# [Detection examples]
----
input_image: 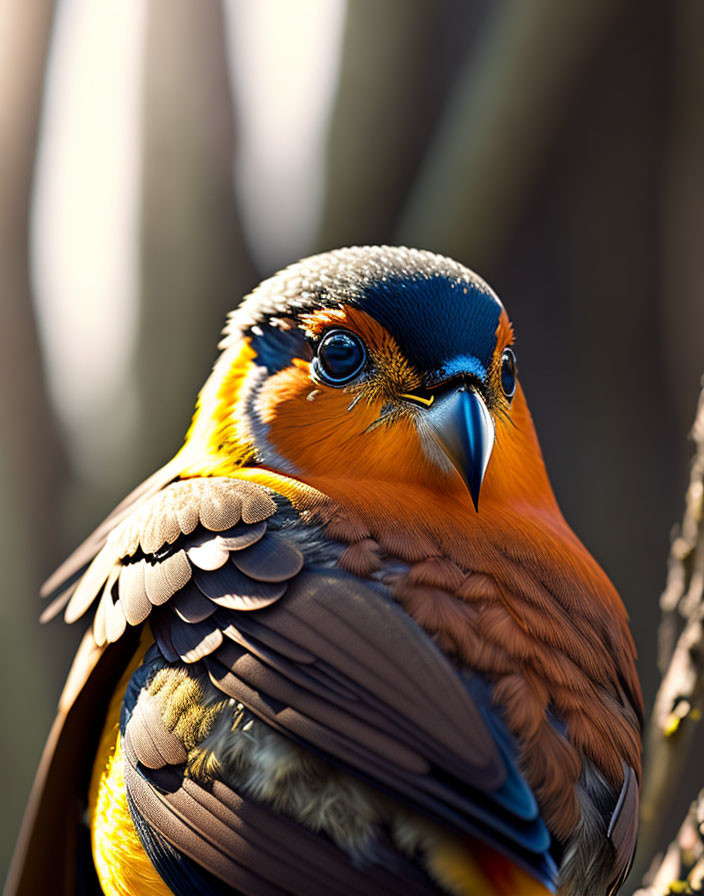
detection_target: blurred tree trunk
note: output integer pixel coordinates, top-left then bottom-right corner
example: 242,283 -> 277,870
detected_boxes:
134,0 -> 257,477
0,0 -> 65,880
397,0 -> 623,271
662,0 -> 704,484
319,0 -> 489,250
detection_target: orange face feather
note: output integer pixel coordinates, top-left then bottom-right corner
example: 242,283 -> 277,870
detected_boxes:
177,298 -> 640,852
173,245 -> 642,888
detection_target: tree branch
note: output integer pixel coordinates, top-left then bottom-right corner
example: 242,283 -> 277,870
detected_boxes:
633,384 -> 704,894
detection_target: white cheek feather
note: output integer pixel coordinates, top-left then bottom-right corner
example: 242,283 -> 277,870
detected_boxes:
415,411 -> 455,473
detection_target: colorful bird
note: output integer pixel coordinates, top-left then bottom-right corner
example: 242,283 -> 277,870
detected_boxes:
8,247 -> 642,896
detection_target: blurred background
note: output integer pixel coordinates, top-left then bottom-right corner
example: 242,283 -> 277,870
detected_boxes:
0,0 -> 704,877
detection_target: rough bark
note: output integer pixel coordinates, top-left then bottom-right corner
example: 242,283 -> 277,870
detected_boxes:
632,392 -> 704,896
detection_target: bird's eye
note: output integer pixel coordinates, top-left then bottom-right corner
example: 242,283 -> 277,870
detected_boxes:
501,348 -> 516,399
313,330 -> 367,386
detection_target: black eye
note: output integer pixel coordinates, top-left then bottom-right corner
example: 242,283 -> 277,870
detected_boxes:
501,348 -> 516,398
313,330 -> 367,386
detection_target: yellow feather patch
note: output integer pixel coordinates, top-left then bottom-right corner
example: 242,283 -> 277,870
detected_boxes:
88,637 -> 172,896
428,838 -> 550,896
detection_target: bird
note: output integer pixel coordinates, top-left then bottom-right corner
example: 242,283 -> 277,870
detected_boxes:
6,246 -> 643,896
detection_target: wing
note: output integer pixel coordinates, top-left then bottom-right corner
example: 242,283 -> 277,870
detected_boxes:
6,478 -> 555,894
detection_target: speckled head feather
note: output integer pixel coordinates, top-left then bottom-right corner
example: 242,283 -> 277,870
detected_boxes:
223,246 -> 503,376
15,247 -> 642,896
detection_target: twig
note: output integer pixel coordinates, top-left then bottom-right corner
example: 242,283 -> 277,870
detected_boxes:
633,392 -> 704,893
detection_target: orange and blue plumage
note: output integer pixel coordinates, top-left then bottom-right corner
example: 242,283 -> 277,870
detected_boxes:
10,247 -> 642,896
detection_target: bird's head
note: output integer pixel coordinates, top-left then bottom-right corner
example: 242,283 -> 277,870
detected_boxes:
----
# [GOAL OF THE EXERCISE]
Count the lines of the records that contain the string "head", treating uppercase and lowercase as different. Reply with the number only.

# [EXERCISE RESPONSE]
2